Exercise brief
Write out each line of the material again, word for word.

★ ★ ★ ★

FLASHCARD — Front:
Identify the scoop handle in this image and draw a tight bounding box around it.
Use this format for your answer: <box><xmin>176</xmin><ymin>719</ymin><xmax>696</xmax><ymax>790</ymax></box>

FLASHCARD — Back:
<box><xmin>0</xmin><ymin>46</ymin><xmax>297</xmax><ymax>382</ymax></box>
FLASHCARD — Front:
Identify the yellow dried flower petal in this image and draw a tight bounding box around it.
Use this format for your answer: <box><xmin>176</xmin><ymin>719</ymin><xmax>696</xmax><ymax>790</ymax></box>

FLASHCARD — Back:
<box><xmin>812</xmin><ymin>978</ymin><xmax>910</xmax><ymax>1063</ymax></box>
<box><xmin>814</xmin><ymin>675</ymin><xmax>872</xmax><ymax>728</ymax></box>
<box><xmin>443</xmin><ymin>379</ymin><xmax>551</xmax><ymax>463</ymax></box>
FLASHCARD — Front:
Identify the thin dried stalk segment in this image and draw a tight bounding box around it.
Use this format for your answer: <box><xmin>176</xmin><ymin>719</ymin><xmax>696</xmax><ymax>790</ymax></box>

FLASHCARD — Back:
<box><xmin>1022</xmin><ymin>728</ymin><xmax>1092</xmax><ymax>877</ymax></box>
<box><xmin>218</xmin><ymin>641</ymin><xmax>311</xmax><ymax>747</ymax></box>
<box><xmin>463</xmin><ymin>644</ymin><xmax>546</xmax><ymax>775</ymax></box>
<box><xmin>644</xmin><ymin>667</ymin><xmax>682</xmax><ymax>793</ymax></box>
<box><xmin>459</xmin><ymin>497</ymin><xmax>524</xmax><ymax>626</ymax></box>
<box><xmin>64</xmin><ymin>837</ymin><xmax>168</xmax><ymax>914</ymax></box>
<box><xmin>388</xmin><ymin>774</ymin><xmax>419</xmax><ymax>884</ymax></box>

★ ★ ★ ★

Task answer
FLASHCARD — Front:
Identify the scoop handle in this image and draw a tight bounding box around it.
Use this format for your answer: <box><xmin>176</xmin><ymin>719</ymin><xmax>696</xmax><ymax>790</ymax></box>

FLASHCARD — Back:
<box><xmin>0</xmin><ymin>46</ymin><xmax>297</xmax><ymax>382</ymax></box>
FLASHCARD — Front:
Identify the yellow dried flower petal in this image and draw a tight bounding box around it.
Use this format for your answer: <box><xmin>176</xmin><ymin>719</ymin><xmax>696</xmax><ymax>790</ymax></box>

FLASHCARD — Back:
<box><xmin>812</xmin><ymin>978</ymin><xmax>910</xmax><ymax>1063</ymax></box>
<box><xmin>814</xmin><ymin>675</ymin><xmax>872</xmax><ymax>728</ymax></box>
<box><xmin>443</xmin><ymin>379</ymin><xmax>551</xmax><ymax>463</ymax></box>
FLASHCARD — Front:
Identify the thin dried stalk segment in this image and draw a tight bounding box around it.
Use this format for your answer: <box><xmin>176</xmin><ymin>719</ymin><xmax>696</xmax><ymax>790</ymax></box>

FLASHCARD — Back:
<box><xmin>1022</xmin><ymin>728</ymin><xmax>1092</xmax><ymax>877</ymax></box>
<box><xmin>218</xmin><ymin>641</ymin><xmax>311</xmax><ymax>747</ymax></box>
<box><xmin>463</xmin><ymin>644</ymin><xmax>546</xmax><ymax>775</ymax></box>
<box><xmin>644</xmin><ymin>667</ymin><xmax>682</xmax><ymax>793</ymax></box>
<box><xmin>459</xmin><ymin>497</ymin><xmax>524</xmax><ymax>626</ymax></box>
<box><xmin>64</xmin><ymin>837</ymin><xmax>168</xmax><ymax>914</ymax></box>
<box><xmin>388</xmin><ymin>774</ymin><xmax>419</xmax><ymax>884</ymax></box>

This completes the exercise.